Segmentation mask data
____

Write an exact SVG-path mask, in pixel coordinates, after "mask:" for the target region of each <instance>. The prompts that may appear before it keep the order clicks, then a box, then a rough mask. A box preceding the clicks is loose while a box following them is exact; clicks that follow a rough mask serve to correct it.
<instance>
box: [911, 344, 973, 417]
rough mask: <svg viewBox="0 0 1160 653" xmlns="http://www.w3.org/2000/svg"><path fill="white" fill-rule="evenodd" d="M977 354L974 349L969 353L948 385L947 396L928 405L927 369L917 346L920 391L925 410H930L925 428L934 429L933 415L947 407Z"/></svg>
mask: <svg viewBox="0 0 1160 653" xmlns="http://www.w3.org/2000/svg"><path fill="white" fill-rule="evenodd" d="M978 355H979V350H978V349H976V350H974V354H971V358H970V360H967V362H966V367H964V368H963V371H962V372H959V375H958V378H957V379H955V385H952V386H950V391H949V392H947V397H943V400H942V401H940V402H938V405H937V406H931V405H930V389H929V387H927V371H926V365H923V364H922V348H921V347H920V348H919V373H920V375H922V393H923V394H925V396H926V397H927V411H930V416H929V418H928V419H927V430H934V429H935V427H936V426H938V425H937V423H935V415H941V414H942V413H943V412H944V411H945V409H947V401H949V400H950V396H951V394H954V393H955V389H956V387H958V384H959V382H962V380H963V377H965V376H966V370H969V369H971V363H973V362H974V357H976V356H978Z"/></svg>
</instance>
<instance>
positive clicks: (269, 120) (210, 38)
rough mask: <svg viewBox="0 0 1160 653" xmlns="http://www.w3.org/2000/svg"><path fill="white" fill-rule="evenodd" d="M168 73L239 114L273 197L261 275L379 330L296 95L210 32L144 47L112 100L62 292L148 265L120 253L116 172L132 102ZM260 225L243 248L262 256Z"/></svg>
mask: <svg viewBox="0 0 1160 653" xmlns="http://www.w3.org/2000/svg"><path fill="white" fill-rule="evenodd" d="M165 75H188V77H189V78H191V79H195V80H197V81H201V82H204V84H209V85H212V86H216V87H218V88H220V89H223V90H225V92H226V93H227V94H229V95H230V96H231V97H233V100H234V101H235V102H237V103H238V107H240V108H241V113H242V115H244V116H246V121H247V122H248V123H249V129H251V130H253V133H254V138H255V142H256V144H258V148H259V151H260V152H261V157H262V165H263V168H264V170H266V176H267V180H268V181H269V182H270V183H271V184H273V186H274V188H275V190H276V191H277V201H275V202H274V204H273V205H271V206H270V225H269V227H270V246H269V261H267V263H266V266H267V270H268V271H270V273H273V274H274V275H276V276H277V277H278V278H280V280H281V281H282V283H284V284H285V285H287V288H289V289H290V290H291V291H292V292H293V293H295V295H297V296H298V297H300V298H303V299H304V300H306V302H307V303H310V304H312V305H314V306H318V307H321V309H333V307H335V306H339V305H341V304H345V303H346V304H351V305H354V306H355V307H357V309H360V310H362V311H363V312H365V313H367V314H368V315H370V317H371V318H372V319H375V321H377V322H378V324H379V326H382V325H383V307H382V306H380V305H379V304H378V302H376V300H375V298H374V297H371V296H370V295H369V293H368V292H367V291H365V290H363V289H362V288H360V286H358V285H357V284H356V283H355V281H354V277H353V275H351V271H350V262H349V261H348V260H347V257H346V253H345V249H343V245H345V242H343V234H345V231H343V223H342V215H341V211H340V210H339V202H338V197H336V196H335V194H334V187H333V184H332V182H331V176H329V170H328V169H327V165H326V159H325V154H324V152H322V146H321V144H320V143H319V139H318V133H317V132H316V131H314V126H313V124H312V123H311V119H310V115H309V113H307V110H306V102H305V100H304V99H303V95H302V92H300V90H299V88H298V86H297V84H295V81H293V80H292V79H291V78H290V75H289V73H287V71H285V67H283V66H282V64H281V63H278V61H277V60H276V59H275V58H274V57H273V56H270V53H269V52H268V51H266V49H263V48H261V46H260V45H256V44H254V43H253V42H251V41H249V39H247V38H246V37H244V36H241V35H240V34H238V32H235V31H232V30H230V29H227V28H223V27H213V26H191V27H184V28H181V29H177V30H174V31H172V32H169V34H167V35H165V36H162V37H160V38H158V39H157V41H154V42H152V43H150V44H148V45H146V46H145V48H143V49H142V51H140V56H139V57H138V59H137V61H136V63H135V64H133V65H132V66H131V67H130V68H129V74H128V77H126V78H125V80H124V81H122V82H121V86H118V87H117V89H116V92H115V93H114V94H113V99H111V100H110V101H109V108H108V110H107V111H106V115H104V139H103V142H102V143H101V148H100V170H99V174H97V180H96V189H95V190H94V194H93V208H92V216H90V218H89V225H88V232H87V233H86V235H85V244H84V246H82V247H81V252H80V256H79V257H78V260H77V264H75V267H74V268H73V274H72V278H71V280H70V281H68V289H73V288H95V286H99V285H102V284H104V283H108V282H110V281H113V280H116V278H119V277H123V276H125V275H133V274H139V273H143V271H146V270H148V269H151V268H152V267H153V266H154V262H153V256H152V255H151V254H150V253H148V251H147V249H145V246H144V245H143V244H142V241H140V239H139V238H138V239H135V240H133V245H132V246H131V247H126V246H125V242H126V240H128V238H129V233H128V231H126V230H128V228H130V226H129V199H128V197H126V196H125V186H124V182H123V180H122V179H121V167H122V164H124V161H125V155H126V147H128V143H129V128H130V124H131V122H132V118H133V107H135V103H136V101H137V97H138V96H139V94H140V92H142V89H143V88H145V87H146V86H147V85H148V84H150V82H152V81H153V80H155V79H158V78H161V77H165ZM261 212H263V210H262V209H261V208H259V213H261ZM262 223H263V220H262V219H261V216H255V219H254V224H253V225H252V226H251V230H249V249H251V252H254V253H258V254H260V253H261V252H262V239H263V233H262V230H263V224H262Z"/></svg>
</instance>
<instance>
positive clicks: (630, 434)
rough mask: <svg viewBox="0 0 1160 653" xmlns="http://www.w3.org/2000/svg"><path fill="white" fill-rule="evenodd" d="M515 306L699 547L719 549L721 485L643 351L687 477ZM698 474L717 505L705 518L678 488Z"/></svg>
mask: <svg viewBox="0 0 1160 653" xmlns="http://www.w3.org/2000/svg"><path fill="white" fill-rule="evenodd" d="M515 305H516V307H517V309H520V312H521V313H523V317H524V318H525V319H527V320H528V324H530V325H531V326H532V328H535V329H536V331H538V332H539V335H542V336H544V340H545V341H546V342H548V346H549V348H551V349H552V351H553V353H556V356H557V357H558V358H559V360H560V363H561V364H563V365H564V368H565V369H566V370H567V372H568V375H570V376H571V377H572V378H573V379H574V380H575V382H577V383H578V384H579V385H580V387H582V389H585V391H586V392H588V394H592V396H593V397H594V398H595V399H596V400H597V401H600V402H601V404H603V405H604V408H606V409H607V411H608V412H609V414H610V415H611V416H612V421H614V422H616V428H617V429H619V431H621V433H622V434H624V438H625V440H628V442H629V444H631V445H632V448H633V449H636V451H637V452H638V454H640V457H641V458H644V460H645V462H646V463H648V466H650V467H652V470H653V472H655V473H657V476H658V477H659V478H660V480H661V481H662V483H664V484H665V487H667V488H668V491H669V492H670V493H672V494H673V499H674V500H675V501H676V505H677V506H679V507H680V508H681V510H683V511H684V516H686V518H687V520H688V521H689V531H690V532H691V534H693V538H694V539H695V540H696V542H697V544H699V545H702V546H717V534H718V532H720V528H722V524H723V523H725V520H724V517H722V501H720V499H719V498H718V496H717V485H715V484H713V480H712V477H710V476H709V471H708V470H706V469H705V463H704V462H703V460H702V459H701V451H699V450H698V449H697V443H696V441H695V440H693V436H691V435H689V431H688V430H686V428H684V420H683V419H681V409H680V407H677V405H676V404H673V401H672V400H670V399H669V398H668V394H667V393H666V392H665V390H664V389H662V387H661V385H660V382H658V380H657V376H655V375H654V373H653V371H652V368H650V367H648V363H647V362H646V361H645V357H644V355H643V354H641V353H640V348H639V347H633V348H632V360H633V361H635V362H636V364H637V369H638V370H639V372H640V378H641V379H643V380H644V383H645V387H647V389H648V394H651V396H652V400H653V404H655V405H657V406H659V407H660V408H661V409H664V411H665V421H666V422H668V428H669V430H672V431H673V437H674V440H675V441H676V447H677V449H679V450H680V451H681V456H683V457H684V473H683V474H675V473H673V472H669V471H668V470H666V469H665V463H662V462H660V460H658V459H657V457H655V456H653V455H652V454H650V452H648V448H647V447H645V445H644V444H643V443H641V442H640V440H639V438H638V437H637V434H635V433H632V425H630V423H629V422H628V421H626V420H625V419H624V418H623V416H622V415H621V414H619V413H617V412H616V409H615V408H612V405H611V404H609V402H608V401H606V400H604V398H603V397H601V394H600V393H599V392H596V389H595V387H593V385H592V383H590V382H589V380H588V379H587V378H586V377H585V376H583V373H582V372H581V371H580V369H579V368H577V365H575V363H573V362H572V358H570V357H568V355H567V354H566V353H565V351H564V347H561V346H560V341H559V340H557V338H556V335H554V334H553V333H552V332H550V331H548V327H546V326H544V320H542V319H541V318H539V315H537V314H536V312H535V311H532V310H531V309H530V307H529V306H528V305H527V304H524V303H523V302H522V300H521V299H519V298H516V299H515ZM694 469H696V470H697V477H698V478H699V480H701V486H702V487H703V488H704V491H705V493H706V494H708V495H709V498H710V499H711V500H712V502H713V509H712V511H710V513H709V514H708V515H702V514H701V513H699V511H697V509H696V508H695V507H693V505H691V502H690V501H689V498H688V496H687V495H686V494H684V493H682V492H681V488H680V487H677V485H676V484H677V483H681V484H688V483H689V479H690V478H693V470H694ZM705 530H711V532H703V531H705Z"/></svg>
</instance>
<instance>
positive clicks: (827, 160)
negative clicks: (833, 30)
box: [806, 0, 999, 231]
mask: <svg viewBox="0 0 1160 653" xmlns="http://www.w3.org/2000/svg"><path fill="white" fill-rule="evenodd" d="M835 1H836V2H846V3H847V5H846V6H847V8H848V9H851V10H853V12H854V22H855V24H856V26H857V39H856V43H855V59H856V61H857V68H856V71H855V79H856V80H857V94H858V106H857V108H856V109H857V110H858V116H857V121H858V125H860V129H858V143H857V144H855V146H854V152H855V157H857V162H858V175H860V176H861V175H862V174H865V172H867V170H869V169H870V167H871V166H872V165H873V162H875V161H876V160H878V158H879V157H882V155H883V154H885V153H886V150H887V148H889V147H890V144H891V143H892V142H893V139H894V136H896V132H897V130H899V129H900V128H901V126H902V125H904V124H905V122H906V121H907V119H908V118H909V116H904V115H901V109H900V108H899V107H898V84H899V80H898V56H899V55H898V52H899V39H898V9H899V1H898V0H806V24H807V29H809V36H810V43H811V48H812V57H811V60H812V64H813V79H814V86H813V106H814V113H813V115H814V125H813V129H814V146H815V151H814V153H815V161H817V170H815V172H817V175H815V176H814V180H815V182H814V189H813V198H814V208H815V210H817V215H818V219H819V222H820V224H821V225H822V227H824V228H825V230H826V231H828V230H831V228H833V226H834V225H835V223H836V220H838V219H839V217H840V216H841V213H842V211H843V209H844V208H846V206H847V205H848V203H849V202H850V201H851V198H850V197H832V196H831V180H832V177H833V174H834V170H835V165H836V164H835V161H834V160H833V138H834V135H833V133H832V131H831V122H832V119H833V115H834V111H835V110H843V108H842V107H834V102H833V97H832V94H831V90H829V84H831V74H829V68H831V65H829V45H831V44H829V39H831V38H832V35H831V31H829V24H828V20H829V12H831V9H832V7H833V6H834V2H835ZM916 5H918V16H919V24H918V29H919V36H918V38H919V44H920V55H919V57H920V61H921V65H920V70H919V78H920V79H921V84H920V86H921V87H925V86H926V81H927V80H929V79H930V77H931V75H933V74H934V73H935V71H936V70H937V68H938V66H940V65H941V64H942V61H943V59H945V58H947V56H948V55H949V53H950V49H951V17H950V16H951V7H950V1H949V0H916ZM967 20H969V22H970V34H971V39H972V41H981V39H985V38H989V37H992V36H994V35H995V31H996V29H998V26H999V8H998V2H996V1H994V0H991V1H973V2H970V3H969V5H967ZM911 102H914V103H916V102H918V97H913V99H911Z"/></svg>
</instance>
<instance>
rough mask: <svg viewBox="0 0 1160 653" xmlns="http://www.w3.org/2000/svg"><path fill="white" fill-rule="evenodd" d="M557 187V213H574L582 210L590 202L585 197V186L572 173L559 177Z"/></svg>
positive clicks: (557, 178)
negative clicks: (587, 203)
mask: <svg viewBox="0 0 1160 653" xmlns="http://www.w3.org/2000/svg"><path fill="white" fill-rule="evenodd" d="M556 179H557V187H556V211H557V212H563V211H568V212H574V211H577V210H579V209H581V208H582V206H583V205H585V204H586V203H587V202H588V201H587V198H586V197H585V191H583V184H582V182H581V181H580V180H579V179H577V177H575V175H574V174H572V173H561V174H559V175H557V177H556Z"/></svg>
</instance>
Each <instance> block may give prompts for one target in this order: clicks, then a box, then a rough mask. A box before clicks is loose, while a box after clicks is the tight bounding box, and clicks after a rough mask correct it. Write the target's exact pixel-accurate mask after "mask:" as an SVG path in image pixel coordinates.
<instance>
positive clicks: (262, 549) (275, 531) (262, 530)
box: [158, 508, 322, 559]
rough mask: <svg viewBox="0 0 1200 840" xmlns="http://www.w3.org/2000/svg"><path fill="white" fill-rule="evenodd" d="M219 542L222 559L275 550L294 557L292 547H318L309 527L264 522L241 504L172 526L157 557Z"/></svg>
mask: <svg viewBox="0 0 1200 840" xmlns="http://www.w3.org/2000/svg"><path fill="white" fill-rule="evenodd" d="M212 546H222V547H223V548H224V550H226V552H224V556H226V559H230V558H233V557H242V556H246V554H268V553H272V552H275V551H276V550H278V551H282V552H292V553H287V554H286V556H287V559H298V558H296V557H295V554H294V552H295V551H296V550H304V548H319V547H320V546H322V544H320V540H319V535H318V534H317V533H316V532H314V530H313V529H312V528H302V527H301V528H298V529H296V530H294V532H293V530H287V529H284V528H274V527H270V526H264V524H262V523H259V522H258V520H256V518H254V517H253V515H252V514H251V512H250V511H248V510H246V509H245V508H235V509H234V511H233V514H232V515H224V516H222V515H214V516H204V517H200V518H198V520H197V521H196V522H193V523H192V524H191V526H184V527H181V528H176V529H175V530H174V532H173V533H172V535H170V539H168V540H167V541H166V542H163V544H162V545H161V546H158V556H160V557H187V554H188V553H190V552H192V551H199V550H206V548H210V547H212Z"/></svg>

____

Task directions -
Using the records above, copy all lines that include the word "positive".

Answer area -
positive clicks: (269, 120) (210, 38)
positive clicks: (630, 434)
positive clicks: (827, 160)
positive clicks: (557, 178)
positive clicks: (262, 549) (275, 531) (262, 530)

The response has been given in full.